**Task instructions:**
Reproduce all of the records below word for word, leaving out the pictures.

**Task data:**
- - - - -
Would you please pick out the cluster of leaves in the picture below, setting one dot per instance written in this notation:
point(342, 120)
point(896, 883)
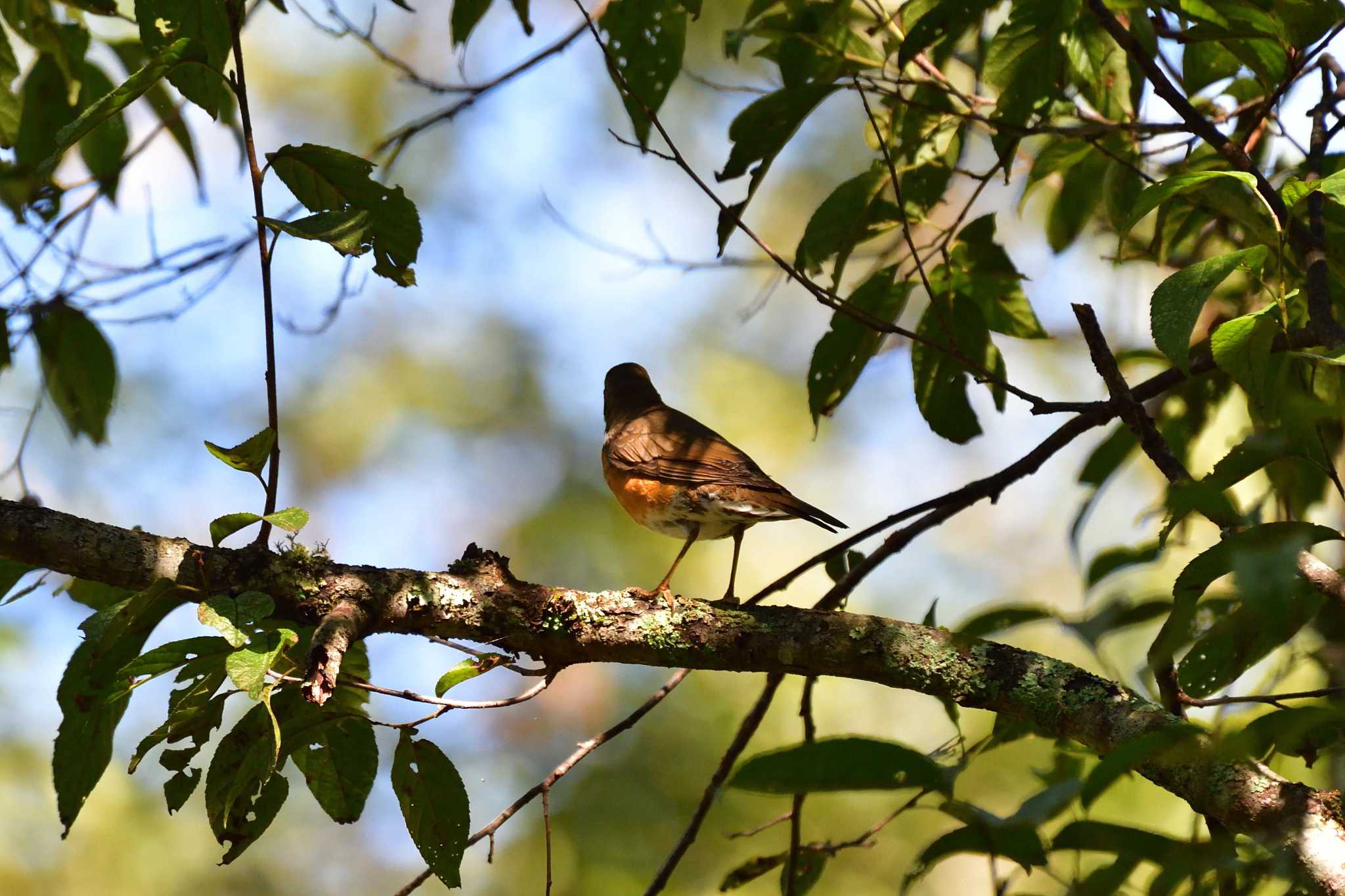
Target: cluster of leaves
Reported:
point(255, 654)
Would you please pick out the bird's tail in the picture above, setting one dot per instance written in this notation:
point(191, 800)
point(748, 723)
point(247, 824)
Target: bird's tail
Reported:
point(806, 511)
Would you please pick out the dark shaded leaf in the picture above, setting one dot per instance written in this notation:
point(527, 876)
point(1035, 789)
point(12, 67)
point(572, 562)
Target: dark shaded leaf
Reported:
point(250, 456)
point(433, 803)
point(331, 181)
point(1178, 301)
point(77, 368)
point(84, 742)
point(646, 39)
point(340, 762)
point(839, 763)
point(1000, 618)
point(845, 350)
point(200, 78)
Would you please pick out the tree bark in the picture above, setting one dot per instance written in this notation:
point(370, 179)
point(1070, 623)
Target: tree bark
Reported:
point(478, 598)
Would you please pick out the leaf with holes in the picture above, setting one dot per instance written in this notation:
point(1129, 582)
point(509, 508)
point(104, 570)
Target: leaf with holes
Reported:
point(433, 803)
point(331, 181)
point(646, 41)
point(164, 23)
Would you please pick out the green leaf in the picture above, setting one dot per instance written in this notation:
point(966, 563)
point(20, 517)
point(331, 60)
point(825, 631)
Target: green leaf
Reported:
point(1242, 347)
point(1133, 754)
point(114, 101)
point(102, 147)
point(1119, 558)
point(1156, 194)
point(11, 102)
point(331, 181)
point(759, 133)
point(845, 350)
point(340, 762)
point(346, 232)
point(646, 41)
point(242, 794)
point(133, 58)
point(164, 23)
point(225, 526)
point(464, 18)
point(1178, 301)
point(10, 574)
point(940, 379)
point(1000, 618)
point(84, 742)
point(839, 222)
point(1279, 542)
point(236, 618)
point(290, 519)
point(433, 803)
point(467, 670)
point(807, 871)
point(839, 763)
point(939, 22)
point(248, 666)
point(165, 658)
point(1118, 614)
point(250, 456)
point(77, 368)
- - - - -
**The solution:**
Would you please pick out the cluster of leaves in the picture below, setting one dot per instance written in this notation:
point(342, 120)
point(896, 883)
Target: cluster of leaves
Reported:
point(255, 654)
Would you please pick out the bird's tail in the picture above, setting one dot per instance written in this notation:
point(191, 800)
point(748, 723)
point(247, 824)
Target: bird's tail
Reported:
point(806, 511)
Would you please pick out the dark shaded leaf in the picture above, setting one dot per instance written in this notation:
point(527, 876)
point(1035, 789)
point(12, 67)
point(572, 562)
Target: dark shaded leaf
Reported:
point(250, 456)
point(433, 803)
point(331, 181)
point(1178, 301)
point(77, 368)
point(84, 742)
point(646, 39)
point(340, 762)
point(839, 763)
point(1000, 618)
point(845, 350)
point(200, 78)
Would you please pick out the tree bark in the picture above, setting one dot per instance written in this notation:
point(370, 179)
point(1070, 623)
Target: tree bark
Reported:
point(478, 598)
Would you please pick out the leaf with holes in the picture above, setting one dot per instance written in this notation:
point(1129, 582)
point(509, 508)
point(104, 570)
Target: leaf with holes
Reported:
point(433, 803)
point(331, 181)
point(646, 41)
point(164, 23)
Would you please pick out the green leaf in the picture above, setting one dot per instance written in this notation:
point(966, 563)
point(20, 517)
point(331, 60)
point(825, 631)
Target: green leaf
Reported:
point(1242, 347)
point(1133, 754)
point(114, 101)
point(102, 147)
point(1119, 558)
point(1156, 194)
point(11, 102)
point(331, 181)
point(759, 133)
point(845, 350)
point(340, 762)
point(346, 232)
point(646, 41)
point(242, 794)
point(133, 58)
point(164, 23)
point(225, 526)
point(464, 18)
point(1178, 301)
point(10, 574)
point(940, 379)
point(1000, 618)
point(84, 742)
point(839, 222)
point(1279, 542)
point(236, 618)
point(290, 519)
point(433, 803)
point(467, 670)
point(807, 871)
point(839, 763)
point(939, 22)
point(248, 666)
point(165, 658)
point(1118, 614)
point(250, 456)
point(77, 368)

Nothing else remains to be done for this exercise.